> WORK TO BE COMPLETED
Copy everything from the start of the records down to the line containing "408), (1075, 474)]]", both ends included, with the requests left as they are. Multiply each coordinate in the answer outlines by 1.25 and round to the nearest whole number, with halves rounding up. Leave the coordinates in the requests and their format samples unchanged.

Outline labeling records:
%%
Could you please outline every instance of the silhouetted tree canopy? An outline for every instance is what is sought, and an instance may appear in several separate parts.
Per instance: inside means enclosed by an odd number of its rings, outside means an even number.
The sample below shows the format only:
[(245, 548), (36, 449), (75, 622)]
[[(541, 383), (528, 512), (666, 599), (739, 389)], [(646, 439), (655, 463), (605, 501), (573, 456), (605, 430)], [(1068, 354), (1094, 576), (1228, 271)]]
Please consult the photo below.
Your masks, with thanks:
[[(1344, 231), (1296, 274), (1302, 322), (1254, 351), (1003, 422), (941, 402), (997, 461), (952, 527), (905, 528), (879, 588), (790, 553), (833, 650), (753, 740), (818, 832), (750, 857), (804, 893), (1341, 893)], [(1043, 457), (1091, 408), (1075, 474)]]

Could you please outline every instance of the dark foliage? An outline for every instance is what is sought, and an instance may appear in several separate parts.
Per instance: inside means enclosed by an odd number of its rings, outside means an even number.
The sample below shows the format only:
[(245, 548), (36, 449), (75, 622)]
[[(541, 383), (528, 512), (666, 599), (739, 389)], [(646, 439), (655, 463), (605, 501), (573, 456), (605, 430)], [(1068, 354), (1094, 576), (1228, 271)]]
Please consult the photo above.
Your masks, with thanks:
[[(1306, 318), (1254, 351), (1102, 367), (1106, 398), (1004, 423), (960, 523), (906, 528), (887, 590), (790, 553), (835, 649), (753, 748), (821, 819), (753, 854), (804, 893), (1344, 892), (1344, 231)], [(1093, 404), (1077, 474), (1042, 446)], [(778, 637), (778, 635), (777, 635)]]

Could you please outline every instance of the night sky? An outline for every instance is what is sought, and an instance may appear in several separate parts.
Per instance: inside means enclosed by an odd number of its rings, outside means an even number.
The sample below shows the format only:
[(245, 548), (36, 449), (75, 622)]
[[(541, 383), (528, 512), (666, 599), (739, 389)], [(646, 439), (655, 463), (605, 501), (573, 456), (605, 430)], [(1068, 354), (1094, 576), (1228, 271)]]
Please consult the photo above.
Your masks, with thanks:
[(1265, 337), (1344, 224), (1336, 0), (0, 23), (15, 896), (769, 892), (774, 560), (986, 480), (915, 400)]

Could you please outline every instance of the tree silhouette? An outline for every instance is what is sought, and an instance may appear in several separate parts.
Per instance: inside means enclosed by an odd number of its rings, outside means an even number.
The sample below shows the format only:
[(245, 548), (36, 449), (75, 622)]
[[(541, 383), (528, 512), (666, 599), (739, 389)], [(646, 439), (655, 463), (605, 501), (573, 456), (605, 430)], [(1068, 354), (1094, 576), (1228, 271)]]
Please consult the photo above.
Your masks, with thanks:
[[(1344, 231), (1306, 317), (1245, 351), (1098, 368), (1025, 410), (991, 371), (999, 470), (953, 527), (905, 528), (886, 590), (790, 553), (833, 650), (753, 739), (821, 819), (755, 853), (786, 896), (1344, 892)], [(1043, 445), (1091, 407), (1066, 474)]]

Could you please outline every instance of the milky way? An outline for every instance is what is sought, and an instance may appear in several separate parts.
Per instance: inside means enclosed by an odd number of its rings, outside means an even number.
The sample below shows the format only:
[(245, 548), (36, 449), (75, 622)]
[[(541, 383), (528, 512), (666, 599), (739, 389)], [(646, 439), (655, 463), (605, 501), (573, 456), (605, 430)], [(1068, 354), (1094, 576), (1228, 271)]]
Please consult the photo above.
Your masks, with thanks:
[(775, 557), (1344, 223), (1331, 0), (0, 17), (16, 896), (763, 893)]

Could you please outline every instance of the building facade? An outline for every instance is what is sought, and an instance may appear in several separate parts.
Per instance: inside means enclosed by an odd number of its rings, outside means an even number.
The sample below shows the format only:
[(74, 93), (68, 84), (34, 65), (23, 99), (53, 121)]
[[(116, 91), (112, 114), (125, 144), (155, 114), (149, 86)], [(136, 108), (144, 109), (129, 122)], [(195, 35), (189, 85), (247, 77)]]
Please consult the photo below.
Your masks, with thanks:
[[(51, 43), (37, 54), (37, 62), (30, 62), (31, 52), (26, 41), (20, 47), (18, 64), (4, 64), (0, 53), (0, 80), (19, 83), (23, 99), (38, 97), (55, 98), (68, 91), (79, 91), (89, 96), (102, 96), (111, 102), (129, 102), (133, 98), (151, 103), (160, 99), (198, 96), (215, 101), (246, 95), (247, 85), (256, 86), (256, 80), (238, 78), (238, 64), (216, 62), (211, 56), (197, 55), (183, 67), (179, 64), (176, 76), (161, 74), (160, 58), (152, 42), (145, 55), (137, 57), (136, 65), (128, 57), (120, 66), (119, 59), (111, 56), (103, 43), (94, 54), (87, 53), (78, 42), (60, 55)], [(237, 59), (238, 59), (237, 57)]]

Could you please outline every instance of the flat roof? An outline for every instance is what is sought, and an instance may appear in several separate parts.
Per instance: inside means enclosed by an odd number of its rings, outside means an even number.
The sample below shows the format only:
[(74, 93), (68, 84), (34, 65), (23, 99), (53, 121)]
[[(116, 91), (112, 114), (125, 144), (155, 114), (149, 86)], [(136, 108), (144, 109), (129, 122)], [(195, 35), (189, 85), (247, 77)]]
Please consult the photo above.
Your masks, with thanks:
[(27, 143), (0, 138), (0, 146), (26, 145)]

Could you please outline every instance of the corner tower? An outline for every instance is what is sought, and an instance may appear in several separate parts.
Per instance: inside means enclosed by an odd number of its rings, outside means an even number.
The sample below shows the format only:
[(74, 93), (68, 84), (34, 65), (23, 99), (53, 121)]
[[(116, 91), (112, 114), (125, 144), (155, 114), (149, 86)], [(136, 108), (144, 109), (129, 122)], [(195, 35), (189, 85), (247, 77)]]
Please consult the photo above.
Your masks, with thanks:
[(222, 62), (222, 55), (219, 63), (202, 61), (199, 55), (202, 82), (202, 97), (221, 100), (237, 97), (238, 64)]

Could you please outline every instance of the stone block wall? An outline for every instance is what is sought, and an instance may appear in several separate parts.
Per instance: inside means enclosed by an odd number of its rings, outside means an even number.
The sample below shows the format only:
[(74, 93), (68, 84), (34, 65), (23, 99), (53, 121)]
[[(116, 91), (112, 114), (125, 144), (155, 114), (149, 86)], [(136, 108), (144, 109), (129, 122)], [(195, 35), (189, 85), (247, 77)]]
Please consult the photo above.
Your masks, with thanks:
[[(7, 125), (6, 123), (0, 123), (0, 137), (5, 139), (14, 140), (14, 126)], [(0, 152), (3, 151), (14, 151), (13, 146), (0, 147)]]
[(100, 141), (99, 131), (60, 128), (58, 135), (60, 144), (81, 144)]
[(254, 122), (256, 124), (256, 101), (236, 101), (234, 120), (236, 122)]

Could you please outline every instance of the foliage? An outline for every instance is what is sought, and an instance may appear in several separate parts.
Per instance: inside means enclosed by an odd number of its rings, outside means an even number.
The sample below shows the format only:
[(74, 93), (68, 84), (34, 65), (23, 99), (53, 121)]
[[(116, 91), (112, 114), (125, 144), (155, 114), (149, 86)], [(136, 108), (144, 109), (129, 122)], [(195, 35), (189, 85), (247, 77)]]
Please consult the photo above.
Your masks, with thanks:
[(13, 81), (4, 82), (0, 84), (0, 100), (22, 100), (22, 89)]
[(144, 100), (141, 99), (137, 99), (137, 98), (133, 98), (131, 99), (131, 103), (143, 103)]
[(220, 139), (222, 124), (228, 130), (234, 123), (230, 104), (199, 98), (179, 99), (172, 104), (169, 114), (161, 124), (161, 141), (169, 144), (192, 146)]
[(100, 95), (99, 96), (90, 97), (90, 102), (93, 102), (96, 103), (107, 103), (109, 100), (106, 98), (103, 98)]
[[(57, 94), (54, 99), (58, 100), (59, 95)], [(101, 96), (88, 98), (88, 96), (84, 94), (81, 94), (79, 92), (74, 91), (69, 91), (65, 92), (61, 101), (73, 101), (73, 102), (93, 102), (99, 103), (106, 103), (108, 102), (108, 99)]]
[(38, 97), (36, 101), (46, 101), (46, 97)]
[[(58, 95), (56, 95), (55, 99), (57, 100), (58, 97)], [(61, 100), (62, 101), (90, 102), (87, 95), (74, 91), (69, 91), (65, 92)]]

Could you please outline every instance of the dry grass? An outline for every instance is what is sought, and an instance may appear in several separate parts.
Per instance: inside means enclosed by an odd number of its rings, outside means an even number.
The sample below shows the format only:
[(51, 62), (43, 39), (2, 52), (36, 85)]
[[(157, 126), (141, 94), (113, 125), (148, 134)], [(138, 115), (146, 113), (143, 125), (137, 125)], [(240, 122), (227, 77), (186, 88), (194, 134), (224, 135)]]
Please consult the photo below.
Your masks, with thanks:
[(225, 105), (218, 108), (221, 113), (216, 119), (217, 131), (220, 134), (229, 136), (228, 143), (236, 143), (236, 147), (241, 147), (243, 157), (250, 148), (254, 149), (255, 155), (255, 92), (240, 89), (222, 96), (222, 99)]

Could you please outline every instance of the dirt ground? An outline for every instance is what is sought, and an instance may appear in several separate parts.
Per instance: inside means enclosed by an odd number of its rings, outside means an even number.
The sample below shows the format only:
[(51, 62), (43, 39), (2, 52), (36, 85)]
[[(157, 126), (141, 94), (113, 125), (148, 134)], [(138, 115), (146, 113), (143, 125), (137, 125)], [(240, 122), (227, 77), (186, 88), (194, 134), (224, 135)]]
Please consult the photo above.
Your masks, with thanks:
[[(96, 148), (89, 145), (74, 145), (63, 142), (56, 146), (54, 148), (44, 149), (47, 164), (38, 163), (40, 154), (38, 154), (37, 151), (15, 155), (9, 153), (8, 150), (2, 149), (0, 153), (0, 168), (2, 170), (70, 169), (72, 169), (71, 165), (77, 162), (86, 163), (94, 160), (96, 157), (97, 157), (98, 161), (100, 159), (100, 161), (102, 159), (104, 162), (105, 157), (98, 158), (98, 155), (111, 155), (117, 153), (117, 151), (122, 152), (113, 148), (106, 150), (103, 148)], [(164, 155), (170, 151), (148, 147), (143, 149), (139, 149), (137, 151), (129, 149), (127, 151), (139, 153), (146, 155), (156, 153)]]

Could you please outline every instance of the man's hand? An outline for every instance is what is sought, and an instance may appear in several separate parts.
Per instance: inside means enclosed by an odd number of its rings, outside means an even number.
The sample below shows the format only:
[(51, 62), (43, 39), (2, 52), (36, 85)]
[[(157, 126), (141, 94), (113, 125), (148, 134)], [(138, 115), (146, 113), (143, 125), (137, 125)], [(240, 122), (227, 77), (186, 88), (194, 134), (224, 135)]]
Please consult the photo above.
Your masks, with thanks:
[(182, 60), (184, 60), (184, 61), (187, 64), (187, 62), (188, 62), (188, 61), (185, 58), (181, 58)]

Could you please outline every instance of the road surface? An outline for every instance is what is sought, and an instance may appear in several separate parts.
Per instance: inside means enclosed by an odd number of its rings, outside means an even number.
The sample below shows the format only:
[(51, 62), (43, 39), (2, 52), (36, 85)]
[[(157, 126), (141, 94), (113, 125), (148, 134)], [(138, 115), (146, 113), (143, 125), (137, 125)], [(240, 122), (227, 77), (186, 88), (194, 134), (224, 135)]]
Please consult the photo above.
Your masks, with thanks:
%%
> RESULT OF THIS EXERCISE
Could you please outline every instance of the silhouetted tree canopy? An outline for every instance is what is sought, and an instance may appear in several separate parts.
Per instance: inside means enclosed by an odd number of its rings, outside means an even number.
The sample below shows the format only:
[(245, 548), (36, 449), (75, 622)]
[[(541, 383), (528, 512), (666, 599), (739, 389)], [(646, 439), (655, 463), (605, 501), (573, 456), (605, 430)], [(1068, 354), (1094, 576), (1228, 271)]]
Please consult the photo below.
Your masks, with thanks:
[[(1680, 289), (1620, 343), (1628, 403), (1568, 439), (1254, 528), (1176, 503), (1246, 576), (1190, 659), (1131, 660), (1099, 735), (988, 691), (1041, 813), (941, 925), (1023, 1040), (938, 1071), (1005, 1116), (1676, 1116)], [(1304, 571), (1364, 510), (1344, 593)]]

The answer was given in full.